PASSAGE TO READ >>
------------------------------------------------

Millar was born in Cape Town on 24 June 1936 to parents who taught him to appreciate the fine, if simple, things of life, and to embody the principles of integrity, fairness and justice, and the value and appreciation of humour and personal warmth.
He attended the South African College School and, after what he described as a poor matriculation pass, he entered the University of Cape Town. In that environment he blossomed both intellectually and personally, achieving a first-class honours degree in English in 1957, a Bachelor of Education degree with distinction a year later and a Master of Arts in English in 1962.
Between 1959 and 1963 he taught at Westerford High School in Rondebosch, Cape Town and the Gordon Schools in Huntley, Aberdeenshire, Scotland. He joined the staff of Aberdeen College of Education in 1963 and remained there until his appointment to the staff of the University of Cape Town in 1967. In 1972 he successfully completed a Master of Science degree in Education at the University of Stirling, Scotland.
In 1975 he took up the inaugural Chair of Teaching Science at the University of Fort Hare. He remained there until he was appointed Professor of Adult Education at the University of Cape Town in 1979 – the first chair of adult education at a South African university. He held the chair until his early retirement due to ill health at the end of 1998.
‘A subtle, rare and respectful gift’
As a teacher he was noted for his openness, modesty, warmth and humanity. He didn’t come with a prescription for any particular action or direction; rather, he provided space to explore different options and directions to the point where those with whom he was working would reach a realisation of what could be appropriate in any given situation. It was a subtle, rare and deeply respectful gift.
As a researcher and writer he possessed an acuity few of his colleagues could match. As family friend Professor Barry Hymer has written, “Clive’s work reflected a profound respect for the reader and a finely tuned capacity for problematising easily accepted norms or understandings. His writing style was impressively accurate and succinct, whilst his logic and written work was admirably spare, elegant and unpretentiously lucid.”

------------------------------------------------

Decide whether each statement agrees with the passage about Millar: (a) Millar earned a first-class honours degree in English in 1957; (b) Millar joined the staff of Aberdeen College of Education in 1967; (c) Millar held the chair of adult education until the end of 1998. Answer yes or no for each, quoting the words of the passage that decide it.

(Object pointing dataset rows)
------------------------------------------------

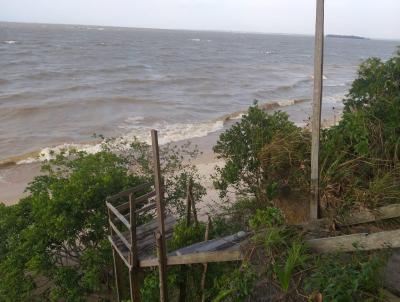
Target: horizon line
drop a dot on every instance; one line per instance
(197, 30)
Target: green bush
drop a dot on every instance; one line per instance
(59, 238)
(240, 147)
(346, 278)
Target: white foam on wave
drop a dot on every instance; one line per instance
(168, 133)
(285, 103)
(173, 132)
(49, 153)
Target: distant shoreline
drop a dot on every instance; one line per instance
(347, 37)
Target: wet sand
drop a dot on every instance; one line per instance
(15, 178)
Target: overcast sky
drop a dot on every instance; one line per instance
(370, 18)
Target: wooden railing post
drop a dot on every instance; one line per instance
(317, 104)
(205, 265)
(117, 265)
(134, 261)
(160, 235)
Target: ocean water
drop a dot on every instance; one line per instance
(59, 84)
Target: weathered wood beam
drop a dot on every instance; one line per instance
(121, 255)
(129, 191)
(160, 235)
(139, 200)
(133, 257)
(119, 234)
(118, 215)
(204, 257)
(365, 216)
(356, 242)
(317, 104)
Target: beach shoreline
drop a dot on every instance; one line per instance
(15, 174)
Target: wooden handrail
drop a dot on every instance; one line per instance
(118, 215)
(119, 252)
(125, 206)
(129, 191)
(119, 234)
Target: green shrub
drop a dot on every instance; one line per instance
(346, 278)
(240, 147)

------------------------------------------------

ANSWER BELOW >>
(a) Yes: "achieving a first-class honours degree in English in 1957"
(b) No: "He joined the staff of Aberdeen College of Education in 1963"
(c) Yes: "He held the chair until his early retirement due to ill health at the end of 1998"